GOAL OF THE EXERCISE. Write out the listing below from the line containing "locate the gray" to its last line, unaltered, ends included.

[Collected data entries]

----

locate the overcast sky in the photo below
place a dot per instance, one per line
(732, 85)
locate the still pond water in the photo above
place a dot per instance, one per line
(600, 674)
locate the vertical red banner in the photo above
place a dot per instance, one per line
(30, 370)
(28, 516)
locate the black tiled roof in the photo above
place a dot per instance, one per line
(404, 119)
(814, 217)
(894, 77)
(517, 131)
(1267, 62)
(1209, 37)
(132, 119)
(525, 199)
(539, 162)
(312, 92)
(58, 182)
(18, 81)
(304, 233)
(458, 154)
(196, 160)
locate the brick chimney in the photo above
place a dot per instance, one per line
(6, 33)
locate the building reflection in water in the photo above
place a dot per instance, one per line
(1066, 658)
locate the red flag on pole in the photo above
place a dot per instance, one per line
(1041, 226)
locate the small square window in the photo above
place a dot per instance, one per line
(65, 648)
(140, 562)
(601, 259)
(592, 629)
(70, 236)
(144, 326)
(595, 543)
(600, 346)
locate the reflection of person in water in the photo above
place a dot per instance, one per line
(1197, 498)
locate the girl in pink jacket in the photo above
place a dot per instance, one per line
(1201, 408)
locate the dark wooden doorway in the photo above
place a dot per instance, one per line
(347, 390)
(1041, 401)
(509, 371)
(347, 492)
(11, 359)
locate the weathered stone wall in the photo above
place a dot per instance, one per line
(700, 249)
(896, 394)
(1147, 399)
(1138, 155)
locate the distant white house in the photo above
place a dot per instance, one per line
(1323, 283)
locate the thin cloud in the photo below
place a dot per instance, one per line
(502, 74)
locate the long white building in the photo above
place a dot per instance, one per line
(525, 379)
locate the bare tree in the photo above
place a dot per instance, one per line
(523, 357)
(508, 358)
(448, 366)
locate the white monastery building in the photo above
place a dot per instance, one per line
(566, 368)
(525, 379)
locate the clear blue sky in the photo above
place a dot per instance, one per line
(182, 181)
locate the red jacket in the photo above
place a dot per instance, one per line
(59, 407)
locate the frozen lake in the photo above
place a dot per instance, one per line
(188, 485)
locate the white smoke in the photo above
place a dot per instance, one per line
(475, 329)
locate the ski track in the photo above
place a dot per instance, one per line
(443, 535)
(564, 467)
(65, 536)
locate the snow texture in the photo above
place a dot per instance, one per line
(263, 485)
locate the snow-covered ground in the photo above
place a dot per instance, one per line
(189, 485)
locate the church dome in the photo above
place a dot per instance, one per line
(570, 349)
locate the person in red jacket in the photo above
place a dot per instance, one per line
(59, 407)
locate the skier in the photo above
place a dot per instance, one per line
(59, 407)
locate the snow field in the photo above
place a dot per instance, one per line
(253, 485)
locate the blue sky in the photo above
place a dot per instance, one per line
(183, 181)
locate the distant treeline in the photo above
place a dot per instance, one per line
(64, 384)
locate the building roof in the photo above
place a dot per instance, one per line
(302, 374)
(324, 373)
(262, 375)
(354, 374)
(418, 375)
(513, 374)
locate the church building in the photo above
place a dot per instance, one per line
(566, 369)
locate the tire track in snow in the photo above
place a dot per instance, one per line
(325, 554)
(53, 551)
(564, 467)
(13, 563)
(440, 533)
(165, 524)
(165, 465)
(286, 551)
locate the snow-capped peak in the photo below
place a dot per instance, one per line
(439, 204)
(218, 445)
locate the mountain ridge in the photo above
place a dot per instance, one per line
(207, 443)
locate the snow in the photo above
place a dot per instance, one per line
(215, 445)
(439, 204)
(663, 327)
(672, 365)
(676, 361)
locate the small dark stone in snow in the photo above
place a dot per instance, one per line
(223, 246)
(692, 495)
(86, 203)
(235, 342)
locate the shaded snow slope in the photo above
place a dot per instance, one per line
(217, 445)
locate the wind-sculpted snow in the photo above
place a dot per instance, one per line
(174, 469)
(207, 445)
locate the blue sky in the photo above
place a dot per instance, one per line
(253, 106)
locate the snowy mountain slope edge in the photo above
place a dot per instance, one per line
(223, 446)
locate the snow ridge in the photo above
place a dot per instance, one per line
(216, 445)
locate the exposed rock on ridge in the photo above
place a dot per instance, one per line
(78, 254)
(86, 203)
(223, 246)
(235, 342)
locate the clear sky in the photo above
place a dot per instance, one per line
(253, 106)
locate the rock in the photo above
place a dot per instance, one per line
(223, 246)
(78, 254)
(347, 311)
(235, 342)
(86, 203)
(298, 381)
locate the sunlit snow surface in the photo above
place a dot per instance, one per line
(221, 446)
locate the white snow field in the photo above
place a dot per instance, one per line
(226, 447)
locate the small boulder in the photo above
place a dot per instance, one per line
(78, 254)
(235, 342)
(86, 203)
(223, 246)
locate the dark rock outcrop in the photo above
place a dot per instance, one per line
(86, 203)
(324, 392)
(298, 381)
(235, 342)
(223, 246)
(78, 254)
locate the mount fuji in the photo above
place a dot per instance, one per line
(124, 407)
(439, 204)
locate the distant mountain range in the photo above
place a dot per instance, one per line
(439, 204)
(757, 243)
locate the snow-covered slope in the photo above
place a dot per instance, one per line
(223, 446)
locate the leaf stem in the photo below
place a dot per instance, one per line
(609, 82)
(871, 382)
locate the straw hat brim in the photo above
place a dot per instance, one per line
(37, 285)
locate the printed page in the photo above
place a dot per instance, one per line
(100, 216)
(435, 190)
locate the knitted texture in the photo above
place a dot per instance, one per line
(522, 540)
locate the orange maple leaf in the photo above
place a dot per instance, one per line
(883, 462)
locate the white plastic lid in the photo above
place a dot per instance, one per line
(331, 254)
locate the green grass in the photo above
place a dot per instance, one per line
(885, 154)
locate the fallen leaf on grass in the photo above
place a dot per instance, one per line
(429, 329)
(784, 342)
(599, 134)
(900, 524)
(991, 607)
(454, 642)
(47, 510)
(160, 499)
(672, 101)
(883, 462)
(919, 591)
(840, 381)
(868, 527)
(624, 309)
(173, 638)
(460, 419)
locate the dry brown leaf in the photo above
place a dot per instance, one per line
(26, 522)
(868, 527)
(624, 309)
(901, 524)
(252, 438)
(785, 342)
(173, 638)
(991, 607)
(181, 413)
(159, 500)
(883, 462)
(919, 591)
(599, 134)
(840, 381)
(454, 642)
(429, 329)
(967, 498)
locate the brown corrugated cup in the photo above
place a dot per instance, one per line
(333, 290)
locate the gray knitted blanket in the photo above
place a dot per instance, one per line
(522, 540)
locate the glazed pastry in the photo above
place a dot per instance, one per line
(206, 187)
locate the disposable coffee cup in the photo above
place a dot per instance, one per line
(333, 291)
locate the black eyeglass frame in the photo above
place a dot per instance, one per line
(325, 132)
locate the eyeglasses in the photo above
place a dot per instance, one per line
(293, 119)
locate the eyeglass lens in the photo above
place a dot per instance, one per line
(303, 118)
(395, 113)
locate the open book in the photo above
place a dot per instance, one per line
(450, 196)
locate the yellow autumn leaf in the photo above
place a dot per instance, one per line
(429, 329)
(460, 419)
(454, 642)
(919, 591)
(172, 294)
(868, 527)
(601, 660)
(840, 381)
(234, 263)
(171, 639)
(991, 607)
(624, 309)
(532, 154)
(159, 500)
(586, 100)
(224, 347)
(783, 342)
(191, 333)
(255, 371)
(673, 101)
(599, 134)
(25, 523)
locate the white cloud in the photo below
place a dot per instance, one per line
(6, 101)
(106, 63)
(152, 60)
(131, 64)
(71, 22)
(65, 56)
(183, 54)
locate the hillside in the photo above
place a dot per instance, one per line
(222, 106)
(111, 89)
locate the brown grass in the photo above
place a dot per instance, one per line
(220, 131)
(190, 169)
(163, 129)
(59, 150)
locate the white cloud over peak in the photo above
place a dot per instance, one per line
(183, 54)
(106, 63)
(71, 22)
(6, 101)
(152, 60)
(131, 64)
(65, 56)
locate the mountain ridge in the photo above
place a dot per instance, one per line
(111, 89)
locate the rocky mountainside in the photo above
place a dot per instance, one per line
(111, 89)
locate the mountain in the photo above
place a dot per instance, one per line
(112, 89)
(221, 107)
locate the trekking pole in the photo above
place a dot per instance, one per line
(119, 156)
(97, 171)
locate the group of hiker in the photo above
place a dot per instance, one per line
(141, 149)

----

THE COMPLETED TASK.
locate the gray knitted blanket in the photo above
place a dot per instance, one per line
(522, 540)
locate the glazed pastry in the photo above
place a dot per instance, one per line
(206, 187)
locate the disposable coffee cup in the photo above
place a dot per instance, one per line
(333, 291)
locate the black eyeglass frame in the photo above
place a dot per instance, one per line
(325, 132)
locate the eyeglasses in the photo above
place a dot per instance, one per line
(293, 119)
locate the eyeglass lens in the photo above
place a dot per instance, one per line
(303, 118)
(395, 113)
locate the open book in the photo above
place a dot per instance, one per line
(450, 196)
locate the yellow autumn leaf in the photo above
place a dot per instance, one per line
(429, 329)
(460, 419)
(454, 642)
(919, 591)
(172, 294)
(868, 527)
(601, 660)
(840, 381)
(234, 263)
(171, 639)
(991, 607)
(624, 309)
(532, 154)
(159, 500)
(586, 100)
(224, 347)
(783, 342)
(191, 333)
(255, 371)
(673, 101)
(599, 134)
(25, 523)
locate the white cloud in the photo below
place a dot per instance, one per line
(6, 101)
(106, 63)
(152, 60)
(131, 64)
(71, 22)
(65, 56)
(183, 54)
locate the hillside in the photo above
place a dot per instance, one per line
(222, 106)
(111, 89)
locate the brown grass in the photo above
place a dot per instance, one per line
(220, 131)
(190, 169)
(163, 129)
(59, 150)
locate the white cloud over peak in the photo above
place a dot per instance, one per line
(183, 54)
(106, 63)
(71, 22)
(6, 101)
(152, 60)
(131, 64)
(65, 56)
locate the mountain ridge in the photo above
place a dot per instance, one per line
(111, 89)
locate the rocky mountainside in the photo above
place a dot per instance, one per line
(111, 89)
locate the mountain in the photo above
place a dot per instance, one per line
(112, 89)
(221, 107)
locate the trekking pole in the photo above
place a dot per instance, one per line
(119, 156)
(97, 171)
locate the group of hiker in the photo above
place a dot per instance, one per line
(141, 149)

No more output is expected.